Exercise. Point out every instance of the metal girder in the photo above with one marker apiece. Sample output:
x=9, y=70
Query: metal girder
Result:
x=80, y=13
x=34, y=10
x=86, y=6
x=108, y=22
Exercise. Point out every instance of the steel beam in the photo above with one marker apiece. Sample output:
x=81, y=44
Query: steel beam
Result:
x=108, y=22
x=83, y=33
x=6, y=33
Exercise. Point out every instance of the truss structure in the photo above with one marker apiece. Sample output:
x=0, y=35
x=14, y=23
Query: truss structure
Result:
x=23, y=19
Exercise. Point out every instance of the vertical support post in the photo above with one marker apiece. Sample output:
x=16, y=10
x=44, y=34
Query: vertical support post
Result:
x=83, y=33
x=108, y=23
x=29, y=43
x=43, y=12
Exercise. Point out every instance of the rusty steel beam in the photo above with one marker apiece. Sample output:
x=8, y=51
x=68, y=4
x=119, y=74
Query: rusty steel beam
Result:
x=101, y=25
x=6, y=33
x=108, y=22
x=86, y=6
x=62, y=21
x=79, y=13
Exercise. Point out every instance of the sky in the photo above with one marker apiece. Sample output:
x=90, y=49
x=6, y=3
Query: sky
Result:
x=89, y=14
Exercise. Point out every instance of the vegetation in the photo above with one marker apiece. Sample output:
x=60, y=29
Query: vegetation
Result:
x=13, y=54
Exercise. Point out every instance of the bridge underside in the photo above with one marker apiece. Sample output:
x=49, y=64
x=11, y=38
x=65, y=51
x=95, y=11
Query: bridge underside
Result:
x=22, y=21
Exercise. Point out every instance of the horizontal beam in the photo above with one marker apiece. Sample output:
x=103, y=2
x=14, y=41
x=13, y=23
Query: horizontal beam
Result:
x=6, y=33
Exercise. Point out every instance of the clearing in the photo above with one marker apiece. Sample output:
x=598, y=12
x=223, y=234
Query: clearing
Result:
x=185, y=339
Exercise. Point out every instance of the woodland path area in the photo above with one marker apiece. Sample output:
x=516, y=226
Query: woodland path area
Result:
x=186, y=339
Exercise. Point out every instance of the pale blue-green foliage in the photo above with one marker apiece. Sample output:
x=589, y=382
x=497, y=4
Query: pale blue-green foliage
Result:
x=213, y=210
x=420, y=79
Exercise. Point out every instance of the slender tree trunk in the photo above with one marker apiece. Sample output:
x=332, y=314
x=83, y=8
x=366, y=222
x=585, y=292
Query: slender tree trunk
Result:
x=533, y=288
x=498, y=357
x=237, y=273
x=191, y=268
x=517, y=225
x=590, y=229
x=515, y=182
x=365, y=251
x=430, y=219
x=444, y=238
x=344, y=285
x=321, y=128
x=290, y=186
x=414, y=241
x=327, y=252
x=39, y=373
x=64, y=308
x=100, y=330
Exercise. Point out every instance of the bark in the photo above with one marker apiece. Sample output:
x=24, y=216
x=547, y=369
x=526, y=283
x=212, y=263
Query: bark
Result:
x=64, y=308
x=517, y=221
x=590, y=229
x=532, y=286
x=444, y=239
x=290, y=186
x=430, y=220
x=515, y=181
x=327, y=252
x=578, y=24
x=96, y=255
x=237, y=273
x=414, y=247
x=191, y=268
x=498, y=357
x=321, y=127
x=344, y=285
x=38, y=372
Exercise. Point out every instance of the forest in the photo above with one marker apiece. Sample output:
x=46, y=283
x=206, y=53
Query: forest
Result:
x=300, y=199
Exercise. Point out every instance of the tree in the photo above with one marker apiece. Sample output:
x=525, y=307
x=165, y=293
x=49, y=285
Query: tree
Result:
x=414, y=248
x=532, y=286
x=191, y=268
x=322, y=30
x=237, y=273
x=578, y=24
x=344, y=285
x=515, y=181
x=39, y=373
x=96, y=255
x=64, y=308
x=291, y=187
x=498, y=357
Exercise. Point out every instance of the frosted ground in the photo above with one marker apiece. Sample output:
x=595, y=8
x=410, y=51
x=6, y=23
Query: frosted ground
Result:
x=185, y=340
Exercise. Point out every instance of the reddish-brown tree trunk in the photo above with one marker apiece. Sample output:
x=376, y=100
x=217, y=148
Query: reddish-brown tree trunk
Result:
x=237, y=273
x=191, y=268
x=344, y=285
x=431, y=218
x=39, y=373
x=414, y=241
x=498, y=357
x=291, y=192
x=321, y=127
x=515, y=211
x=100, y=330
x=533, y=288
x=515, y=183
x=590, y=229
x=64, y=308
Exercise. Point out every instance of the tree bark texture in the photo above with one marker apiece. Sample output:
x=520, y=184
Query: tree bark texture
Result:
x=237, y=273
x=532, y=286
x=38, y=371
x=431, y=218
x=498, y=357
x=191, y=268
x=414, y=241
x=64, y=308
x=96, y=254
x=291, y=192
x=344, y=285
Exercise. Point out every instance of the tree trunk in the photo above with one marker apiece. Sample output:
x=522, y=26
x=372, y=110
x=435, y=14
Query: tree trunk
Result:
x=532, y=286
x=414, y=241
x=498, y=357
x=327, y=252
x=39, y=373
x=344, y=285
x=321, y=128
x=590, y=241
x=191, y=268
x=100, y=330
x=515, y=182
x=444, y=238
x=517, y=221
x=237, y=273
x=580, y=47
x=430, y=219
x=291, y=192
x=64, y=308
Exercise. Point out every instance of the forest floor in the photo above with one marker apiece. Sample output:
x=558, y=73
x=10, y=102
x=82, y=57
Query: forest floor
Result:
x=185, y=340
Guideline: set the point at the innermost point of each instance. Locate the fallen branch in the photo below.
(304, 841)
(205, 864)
+ + + +
§ DIRECTIONS
Where the material contains a line with "rusty", return that line.

§ SOLUTION FOR THIS EXERCISE
Exercise. Point out every instance of the rusty steel beam in the photo above with one marker apiece. Sample output:
Query: rusty steel beam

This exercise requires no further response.